> [To do] Return the stretch of items from the line containing "row: short hair" through the line containing "Each instance of the short", repeating those lines exactly, including both ends.

— BEGIN Records for the exercise —

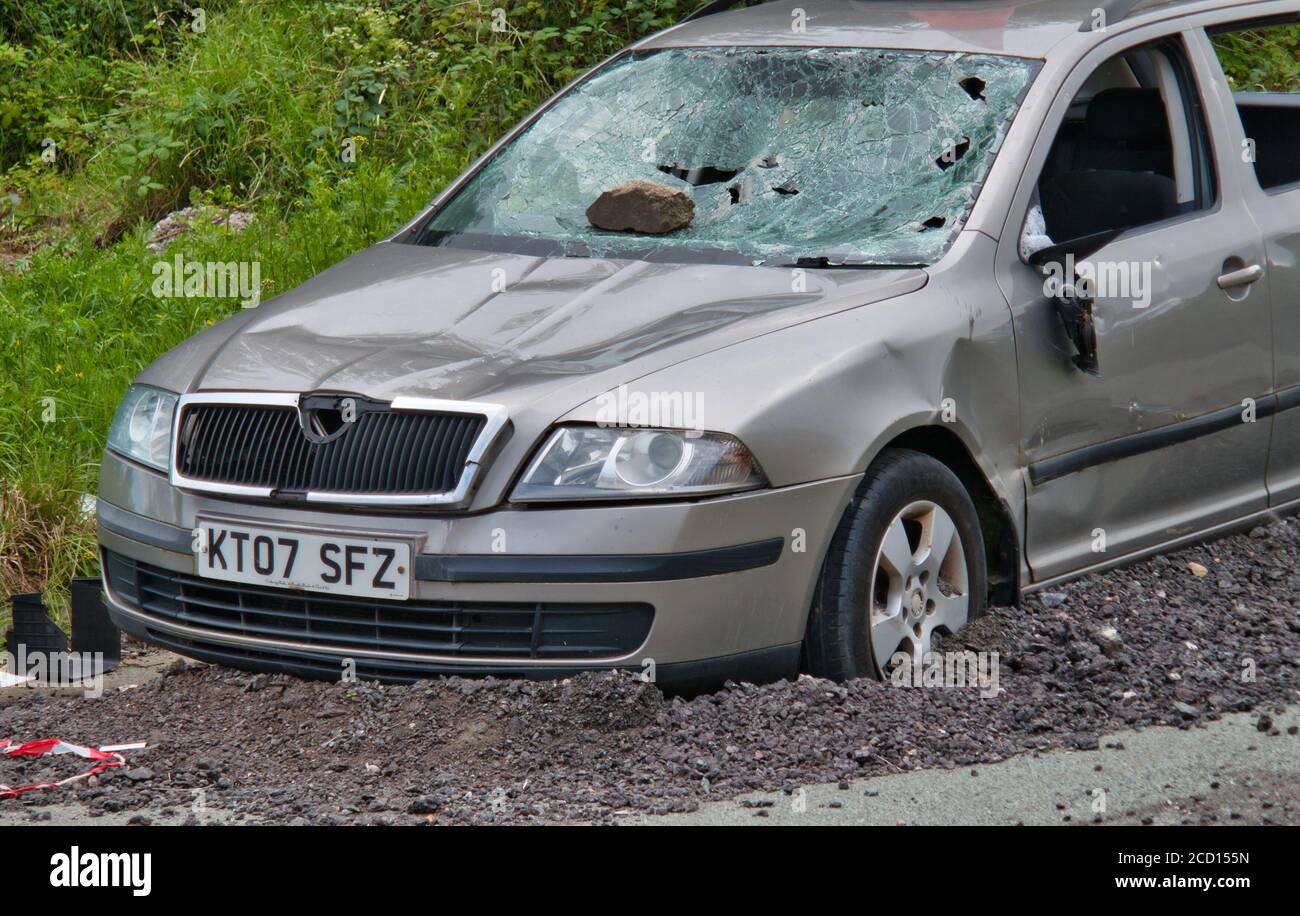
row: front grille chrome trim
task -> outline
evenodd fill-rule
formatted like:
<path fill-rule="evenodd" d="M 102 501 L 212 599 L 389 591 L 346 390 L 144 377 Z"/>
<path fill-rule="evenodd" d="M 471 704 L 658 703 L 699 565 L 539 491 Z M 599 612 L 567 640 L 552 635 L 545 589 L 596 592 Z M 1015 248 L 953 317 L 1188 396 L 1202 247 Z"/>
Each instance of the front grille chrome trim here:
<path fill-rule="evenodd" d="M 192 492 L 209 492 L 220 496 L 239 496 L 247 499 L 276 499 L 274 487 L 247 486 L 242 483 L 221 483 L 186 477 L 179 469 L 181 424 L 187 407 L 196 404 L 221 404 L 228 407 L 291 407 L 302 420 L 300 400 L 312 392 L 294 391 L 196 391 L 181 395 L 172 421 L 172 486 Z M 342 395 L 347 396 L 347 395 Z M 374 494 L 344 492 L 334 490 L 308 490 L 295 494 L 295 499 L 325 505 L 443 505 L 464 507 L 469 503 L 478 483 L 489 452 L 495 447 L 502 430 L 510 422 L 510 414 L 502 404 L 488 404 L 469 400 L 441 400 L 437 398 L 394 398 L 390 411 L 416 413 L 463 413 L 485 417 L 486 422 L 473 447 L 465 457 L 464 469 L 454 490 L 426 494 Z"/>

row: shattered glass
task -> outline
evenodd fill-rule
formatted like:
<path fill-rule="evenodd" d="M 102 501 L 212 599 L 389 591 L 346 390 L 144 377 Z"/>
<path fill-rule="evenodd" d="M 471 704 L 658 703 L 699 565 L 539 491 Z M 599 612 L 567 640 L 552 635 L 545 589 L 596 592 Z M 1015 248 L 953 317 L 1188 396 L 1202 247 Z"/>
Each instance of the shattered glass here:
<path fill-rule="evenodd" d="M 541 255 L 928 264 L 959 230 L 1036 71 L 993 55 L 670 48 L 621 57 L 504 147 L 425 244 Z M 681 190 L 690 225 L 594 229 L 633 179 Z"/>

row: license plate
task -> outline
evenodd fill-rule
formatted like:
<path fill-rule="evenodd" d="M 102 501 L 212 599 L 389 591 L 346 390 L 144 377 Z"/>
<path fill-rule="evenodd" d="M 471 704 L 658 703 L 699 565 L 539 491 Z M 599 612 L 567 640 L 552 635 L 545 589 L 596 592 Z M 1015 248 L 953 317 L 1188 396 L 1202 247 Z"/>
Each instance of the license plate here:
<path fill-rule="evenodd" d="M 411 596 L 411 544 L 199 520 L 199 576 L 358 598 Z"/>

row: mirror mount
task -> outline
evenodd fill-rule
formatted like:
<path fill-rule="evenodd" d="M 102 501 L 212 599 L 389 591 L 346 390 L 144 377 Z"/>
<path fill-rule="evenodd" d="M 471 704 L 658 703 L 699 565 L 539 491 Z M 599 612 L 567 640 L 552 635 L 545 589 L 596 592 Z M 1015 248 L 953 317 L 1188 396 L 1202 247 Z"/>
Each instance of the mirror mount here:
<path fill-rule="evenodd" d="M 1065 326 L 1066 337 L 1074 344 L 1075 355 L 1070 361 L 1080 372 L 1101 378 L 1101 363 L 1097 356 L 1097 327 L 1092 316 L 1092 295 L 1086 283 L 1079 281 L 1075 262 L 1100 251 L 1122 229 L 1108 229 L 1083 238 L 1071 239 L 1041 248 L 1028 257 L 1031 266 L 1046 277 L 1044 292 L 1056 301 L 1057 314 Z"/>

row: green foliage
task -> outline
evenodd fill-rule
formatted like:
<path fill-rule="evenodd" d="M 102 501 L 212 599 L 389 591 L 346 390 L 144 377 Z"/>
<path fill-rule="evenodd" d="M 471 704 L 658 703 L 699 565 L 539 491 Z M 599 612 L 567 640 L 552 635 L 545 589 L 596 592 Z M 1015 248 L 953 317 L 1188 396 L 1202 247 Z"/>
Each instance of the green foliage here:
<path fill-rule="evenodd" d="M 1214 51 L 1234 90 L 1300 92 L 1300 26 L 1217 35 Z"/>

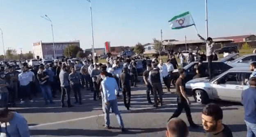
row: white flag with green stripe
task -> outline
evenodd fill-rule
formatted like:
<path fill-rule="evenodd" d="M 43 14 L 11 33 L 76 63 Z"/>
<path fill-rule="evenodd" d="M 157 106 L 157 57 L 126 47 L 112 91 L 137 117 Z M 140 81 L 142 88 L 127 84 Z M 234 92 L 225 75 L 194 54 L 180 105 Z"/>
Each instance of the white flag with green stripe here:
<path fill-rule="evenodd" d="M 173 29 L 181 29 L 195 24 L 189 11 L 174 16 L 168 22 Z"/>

— END Records for the exercise —
— BEGIN Records for the exercise —

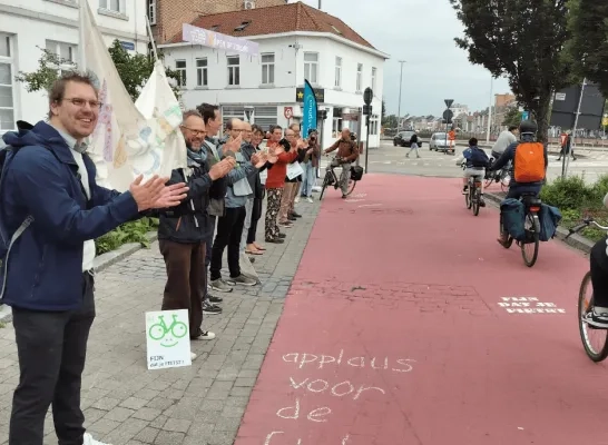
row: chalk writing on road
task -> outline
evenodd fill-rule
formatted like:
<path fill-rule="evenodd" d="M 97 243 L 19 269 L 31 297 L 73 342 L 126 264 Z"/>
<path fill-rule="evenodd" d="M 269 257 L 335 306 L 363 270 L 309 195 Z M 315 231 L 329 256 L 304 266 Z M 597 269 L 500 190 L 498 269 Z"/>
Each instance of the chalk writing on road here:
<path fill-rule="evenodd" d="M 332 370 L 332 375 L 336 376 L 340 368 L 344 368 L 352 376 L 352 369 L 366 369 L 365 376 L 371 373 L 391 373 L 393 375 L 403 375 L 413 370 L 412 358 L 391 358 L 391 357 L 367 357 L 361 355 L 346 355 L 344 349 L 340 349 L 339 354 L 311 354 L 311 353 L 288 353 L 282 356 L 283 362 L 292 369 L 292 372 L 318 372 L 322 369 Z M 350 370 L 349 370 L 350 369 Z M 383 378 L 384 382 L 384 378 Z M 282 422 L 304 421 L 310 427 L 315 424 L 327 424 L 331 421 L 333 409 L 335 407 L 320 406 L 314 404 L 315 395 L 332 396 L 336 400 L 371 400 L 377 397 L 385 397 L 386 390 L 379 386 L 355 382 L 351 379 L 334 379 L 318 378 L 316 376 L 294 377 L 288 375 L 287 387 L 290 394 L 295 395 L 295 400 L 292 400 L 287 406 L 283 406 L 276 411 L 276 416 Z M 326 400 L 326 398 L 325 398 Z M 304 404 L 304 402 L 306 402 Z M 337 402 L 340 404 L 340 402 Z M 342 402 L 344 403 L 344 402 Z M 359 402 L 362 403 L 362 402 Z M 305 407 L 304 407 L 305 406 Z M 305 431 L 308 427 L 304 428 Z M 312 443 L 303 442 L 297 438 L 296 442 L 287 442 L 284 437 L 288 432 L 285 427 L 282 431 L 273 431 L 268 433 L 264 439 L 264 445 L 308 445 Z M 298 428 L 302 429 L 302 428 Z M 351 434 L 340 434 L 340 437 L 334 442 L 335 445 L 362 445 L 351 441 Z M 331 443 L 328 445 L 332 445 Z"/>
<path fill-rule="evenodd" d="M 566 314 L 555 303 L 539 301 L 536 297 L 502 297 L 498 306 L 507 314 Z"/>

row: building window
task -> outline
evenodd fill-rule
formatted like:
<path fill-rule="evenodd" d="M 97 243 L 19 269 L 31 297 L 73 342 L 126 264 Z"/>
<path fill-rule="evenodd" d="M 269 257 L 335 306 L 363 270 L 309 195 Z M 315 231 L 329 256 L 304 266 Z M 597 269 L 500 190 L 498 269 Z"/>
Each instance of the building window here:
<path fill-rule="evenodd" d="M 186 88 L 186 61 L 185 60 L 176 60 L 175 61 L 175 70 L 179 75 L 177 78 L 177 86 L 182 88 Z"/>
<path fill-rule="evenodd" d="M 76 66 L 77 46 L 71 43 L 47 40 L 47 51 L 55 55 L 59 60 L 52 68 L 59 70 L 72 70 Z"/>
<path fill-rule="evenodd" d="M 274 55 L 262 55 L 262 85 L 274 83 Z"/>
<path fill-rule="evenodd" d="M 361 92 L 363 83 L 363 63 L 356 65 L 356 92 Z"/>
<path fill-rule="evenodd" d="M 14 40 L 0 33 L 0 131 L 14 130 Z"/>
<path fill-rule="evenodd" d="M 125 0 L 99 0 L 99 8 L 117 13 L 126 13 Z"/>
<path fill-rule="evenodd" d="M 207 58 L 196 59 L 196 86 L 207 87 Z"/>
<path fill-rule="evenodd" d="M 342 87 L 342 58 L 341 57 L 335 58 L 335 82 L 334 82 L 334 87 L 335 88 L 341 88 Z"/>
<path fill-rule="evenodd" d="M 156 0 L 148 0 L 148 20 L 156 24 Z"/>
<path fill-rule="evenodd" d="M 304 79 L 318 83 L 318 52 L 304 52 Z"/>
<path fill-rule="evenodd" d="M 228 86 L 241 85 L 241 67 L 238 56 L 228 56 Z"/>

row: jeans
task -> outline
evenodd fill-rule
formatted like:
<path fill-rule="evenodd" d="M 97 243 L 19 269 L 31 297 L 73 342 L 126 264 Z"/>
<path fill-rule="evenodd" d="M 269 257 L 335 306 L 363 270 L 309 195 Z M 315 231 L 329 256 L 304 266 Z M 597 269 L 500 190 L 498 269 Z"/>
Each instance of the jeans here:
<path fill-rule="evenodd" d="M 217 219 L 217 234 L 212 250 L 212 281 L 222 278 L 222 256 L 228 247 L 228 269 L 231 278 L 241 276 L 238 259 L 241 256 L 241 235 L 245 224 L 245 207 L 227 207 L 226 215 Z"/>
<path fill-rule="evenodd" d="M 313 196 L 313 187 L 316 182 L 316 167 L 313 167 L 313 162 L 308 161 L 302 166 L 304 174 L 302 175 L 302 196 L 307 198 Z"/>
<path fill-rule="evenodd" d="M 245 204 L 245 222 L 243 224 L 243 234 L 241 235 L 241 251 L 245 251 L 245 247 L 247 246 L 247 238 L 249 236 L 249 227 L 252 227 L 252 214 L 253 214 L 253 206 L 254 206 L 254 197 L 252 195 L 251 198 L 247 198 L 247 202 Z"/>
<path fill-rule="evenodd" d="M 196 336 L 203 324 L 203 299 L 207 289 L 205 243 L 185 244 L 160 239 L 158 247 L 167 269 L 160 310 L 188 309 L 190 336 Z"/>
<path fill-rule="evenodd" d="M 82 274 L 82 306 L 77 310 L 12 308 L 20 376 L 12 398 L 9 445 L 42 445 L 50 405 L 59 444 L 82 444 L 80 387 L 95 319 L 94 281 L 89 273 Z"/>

— END Records for the exercise —
— BEGIN Records for the exercise —

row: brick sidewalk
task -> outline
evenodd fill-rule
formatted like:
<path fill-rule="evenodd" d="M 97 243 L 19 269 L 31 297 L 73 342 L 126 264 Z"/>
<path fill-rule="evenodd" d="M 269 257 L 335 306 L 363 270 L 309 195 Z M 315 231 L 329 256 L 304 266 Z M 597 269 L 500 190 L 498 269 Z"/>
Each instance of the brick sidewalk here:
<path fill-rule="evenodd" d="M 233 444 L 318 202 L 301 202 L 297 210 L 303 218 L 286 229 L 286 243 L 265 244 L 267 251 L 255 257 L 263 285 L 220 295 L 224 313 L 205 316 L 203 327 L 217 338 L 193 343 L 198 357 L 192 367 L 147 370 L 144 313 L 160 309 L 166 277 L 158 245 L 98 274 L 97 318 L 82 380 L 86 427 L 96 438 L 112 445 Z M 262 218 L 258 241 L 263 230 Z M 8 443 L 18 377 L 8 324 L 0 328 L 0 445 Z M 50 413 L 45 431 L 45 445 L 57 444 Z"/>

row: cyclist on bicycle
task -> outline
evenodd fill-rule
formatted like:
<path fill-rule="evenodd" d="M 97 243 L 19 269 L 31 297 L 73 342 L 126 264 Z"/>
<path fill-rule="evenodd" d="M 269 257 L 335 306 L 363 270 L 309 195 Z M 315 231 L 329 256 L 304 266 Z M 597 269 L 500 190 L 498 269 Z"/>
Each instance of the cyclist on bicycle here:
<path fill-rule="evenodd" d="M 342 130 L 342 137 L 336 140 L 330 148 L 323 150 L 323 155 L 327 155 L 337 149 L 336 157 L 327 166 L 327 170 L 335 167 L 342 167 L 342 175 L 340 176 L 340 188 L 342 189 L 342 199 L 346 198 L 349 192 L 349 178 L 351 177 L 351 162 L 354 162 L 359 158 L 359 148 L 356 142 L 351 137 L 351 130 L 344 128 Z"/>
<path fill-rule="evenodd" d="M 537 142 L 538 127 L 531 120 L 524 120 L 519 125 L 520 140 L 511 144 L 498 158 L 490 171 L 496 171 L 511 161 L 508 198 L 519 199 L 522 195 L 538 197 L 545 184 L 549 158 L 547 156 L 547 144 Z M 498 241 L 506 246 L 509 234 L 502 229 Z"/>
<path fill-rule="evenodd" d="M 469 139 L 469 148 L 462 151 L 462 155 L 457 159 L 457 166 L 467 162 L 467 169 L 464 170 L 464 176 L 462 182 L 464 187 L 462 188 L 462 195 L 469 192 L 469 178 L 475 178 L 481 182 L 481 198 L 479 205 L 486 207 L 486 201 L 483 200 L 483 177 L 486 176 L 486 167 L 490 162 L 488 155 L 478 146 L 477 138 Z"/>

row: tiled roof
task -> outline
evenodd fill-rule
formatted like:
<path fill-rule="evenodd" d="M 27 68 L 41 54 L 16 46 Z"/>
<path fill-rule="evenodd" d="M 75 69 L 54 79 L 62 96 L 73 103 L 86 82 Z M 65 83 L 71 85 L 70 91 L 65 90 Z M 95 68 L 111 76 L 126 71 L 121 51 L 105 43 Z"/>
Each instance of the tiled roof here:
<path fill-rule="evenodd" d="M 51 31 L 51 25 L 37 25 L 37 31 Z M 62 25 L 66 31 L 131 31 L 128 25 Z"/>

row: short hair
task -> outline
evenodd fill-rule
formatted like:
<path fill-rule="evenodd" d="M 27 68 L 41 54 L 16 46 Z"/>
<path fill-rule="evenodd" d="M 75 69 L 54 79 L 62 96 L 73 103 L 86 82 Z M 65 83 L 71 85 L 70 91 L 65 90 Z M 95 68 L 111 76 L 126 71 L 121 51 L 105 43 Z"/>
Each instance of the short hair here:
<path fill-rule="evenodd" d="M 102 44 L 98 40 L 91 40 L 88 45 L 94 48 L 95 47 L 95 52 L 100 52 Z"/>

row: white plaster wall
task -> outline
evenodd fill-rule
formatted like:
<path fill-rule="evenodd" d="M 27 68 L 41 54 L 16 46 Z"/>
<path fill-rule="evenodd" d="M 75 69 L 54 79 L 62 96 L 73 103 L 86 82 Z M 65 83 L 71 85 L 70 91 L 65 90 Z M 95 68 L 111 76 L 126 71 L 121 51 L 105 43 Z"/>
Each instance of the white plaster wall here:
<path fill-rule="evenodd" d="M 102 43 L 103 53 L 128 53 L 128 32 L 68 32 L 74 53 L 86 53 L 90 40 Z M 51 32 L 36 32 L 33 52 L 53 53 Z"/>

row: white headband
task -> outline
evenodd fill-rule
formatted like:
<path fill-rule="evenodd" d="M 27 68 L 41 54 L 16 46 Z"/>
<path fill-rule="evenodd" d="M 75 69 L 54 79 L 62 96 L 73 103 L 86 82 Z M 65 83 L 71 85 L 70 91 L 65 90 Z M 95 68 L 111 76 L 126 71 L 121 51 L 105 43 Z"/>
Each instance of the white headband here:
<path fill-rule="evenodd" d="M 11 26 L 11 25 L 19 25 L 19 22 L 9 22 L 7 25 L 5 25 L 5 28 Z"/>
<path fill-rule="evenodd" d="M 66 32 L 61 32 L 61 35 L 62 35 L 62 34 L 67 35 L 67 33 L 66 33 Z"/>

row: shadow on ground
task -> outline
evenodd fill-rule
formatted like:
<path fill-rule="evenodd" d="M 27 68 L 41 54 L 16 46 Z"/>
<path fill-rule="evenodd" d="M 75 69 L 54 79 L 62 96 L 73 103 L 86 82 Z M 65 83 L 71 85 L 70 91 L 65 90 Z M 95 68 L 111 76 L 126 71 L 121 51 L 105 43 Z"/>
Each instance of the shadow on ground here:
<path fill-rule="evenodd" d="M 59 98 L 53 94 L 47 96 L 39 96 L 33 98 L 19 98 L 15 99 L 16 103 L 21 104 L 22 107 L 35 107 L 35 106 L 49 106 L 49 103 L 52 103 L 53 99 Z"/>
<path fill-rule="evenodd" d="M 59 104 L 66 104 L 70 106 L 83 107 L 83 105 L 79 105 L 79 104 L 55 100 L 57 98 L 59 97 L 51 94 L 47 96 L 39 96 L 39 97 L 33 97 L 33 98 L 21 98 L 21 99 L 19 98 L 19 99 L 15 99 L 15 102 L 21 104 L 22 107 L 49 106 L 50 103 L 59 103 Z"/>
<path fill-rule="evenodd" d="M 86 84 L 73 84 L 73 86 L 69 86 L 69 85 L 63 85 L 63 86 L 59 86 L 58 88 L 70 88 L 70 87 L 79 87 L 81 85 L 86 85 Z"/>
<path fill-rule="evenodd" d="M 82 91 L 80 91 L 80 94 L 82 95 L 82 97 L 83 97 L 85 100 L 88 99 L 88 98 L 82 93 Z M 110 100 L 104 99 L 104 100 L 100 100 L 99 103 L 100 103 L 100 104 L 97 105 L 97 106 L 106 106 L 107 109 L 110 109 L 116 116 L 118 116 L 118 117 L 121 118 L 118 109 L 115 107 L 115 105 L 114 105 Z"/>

— END Records for the exercise —

> [Solution for this task]
row: short hair
task -> outline
evenodd fill-rule
formatted like:
<path fill-rule="evenodd" d="M 27 68 L 41 54 L 16 46 Z"/>
<path fill-rule="evenodd" d="M 75 69 L 54 79 L 62 96 L 73 103 L 86 82 Z M 65 83 L 71 85 L 70 91 L 65 90 Z M 95 68 L 111 76 L 126 71 L 121 51 L 105 43 Z"/>
Each instance of the short hair here:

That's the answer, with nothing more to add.